* YOUR OBJECTIVE *
Track down each line below containing the string "tree" and copy it.

(Free-text object descriptions)
——————
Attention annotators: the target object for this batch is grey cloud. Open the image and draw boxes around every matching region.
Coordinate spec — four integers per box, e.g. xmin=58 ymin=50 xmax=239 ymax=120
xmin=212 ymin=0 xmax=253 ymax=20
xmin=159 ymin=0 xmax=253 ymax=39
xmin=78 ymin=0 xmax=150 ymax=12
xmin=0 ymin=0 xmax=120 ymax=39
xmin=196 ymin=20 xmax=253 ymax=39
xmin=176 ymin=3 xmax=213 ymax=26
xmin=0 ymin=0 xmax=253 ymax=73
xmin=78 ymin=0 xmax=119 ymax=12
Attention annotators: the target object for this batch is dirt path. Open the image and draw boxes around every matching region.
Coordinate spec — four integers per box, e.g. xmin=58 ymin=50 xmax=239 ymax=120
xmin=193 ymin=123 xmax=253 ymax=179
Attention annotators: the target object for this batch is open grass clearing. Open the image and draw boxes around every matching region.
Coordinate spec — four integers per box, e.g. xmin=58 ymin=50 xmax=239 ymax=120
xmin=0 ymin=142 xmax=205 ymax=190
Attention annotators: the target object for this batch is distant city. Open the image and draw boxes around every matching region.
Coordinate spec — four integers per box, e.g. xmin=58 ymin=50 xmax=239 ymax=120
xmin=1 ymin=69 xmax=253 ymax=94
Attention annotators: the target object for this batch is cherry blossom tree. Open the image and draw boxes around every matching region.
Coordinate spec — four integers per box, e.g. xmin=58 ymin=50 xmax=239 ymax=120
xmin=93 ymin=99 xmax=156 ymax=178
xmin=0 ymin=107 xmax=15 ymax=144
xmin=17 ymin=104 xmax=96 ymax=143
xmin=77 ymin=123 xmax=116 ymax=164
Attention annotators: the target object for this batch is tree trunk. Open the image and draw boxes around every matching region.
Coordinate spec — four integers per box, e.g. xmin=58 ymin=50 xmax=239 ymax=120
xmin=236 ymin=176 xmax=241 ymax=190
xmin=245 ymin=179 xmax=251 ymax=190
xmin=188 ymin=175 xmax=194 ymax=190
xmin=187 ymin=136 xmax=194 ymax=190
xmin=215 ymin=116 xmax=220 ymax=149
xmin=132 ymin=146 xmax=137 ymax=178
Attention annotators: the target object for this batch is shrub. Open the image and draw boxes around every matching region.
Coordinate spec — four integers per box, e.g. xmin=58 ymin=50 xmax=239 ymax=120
——————
* RESPONSE AREA *
Attention annotators: the target object for this batch is cherry blossom tree. Open the image and draw boxes around every matching region.
Attention annotators: the target object for this batch is tree trunk. Open the image and draw boxes around every matching region.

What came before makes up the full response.